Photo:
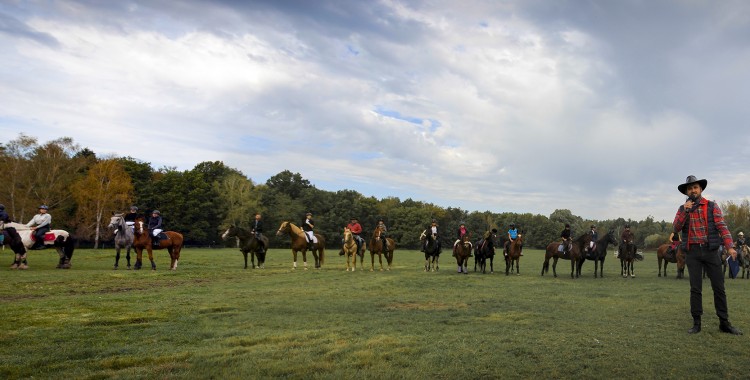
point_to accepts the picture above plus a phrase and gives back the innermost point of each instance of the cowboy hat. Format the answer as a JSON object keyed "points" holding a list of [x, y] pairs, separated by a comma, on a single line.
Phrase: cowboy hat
{"points": [[691, 179]]}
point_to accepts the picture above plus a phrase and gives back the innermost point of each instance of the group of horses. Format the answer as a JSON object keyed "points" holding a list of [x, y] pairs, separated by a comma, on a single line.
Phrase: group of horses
{"points": [[20, 238]]}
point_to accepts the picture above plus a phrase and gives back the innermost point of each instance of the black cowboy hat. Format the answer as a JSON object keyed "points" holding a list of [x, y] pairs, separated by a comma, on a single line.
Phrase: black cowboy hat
{"points": [[691, 179]]}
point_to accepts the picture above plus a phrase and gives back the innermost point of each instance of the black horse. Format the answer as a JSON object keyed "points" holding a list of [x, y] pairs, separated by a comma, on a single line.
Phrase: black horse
{"points": [[431, 251], [12, 239], [249, 244], [599, 253], [484, 249]]}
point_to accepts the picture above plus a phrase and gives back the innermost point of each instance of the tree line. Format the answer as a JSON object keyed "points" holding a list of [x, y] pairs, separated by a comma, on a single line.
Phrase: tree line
{"points": [[83, 190]]}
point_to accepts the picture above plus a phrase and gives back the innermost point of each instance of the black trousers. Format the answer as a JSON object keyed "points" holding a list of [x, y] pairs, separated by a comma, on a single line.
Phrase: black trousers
{"points": [[699, 258]]}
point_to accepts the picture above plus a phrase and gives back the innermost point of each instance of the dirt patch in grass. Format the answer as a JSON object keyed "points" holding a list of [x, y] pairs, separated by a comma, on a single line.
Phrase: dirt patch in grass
{"points": [[424, 306]]}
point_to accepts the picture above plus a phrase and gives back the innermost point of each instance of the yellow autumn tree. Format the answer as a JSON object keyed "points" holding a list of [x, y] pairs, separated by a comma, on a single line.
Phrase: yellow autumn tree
{"points": [[106, 188]]}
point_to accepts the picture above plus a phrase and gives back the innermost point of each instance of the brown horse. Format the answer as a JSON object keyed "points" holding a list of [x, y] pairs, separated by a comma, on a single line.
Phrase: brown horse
{"points": [[377, 248], [678, 258], [299, 244], [573, 252], [462, 252], [513, 255], [351, 252], [142, 239]]}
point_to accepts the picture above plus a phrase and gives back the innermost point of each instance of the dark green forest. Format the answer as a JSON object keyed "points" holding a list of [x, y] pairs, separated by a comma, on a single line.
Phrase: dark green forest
{"points": [[83, 190]]}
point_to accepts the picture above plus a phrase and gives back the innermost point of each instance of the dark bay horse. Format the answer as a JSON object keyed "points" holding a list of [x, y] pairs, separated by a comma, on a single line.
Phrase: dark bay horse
{"points": [[351, 252], [574, 254], [463, 250], [123, 237], [299, 244], [513, 255], [599, 253], [431, 251], [377, 248], [248, 244], [678, 258], [143, 239]]}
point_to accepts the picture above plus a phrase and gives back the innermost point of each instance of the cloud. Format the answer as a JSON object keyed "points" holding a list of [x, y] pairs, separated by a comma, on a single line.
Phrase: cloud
{"points": [[519, 106]]}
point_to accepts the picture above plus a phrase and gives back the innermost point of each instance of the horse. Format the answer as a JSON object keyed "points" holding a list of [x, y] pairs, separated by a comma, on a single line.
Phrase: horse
{"points": [[431, 251], [744, 254], [299, 243], [599, 253], [123, 237], [351, 252], [627, 257], [572, 253], [484, 249], [463, 250], [376, 248], [248, 244], [142, 239], [678, 258], [61, 240], [12, 239], [512, 255]]}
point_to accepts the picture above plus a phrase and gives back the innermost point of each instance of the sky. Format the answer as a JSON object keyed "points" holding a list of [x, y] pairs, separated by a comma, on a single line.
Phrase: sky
{"points": [[599, 107]]}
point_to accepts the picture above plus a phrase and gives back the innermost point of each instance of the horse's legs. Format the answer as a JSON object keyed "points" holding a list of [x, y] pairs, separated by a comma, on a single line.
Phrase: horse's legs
{"points": [[117, 255], [151, 257]]}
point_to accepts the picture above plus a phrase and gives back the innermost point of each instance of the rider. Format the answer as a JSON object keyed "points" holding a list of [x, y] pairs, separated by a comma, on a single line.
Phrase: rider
{"points": [[565, 236], [155, 227], [308, 226], [257, 230], [626, 237], [462, 230], [41, 223], [512, 236]]}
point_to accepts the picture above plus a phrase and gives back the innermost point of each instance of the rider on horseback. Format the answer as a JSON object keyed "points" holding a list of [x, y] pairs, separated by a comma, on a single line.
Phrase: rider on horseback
{"points": [[257, 230], [41, 223], [433, 230]]}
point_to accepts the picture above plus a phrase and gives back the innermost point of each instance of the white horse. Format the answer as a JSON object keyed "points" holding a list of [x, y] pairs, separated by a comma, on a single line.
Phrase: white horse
{"points": [[123, 237], [59, 239]]}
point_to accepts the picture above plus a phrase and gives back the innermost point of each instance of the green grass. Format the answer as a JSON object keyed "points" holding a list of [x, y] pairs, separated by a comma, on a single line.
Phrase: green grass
{"points": [[213, 319]]}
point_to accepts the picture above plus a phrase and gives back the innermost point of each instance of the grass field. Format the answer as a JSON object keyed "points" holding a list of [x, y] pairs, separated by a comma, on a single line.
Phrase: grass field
{"points": [[213, 319]]}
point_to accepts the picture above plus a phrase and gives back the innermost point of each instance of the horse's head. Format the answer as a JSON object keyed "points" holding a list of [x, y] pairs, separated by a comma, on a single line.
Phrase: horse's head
{"points": [[283, 228], [116, 221]]}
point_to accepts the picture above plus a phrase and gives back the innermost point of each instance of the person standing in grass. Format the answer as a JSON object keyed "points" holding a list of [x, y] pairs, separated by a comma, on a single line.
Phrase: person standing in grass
{"points": [[704, 230]]}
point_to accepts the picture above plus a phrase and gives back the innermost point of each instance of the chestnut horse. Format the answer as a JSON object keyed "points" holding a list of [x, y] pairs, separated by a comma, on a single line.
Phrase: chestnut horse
{"points": [[599, 253], [143, 239], [678, 258], [573, 253], [351, 252], [299, 244], [248, 244], [376, 248], [462, 252], [513, 255]]}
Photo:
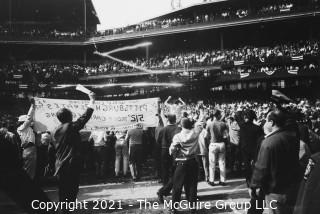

WORK INSTRUCTIONS: Everything from the line with "of the chestnut" through the end of the records above, and nothing else, is to be quoted exactly; please leave the pictures out.

SOLUTION FOR THIS TASK:
point_to accepts the picture above plus a phrase and gives back the innermost point of each instance of the chestnut horse. Format the answer as a JSON object keyed "points" holding a list of [x, y] pairs, separated by a comma, on a single line.
Phrase: chestnut horse
{"points": [[599, 253], [143, 239], [678, 258], [573, 253], [351, 252], [299, 244], [248, 244], [376, 248], [462, 252], [513, 255]]}
Photo:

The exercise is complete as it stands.